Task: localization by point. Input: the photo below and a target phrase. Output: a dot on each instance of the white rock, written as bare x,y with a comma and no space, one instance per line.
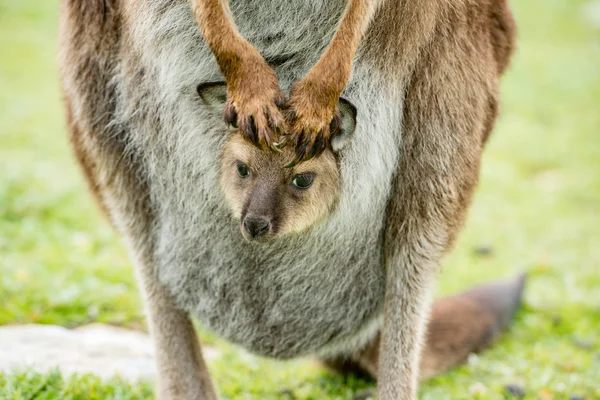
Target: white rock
102,350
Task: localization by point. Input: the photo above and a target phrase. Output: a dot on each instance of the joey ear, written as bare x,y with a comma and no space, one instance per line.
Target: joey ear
348,112
213,95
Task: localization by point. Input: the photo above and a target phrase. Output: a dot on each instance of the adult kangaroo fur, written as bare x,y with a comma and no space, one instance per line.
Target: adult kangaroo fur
353,288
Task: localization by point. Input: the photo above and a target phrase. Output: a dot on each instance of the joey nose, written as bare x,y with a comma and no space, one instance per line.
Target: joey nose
256,226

• _PROMPT_
Only the pictures are to be excluded; all other parts of the records above are to be given exactly.

• _WRITTEN SOLUTION_
Task: localization by point. Input: the photo below and a target phrase. Output: a dot on each instance of the white rock, written as bare x,y with a comma and no space, one instance per line.
Target: white rock
102,350
Task: localization by point. Input: the photo above and a target phrase. Output: a dot on each instance of the joey ear, written as bare x,y with a comma and no space, one instance per line.
Target: joey ear
348,112
213,95
Task: localization by point. Input: the photo above and a target phrase. Output: a dot on each instance of the adult kangaroo fur, written as bare x,y with a comma and no space, one instance per line.
Target: adult kangaroo fur
353,288
Task: localization by point. Input: the photo above and a target phrase. Output: a dot on each instance of the joey nose, written as bare x,y with a comma and no space, one instance per line.
Target: joey nose
256,226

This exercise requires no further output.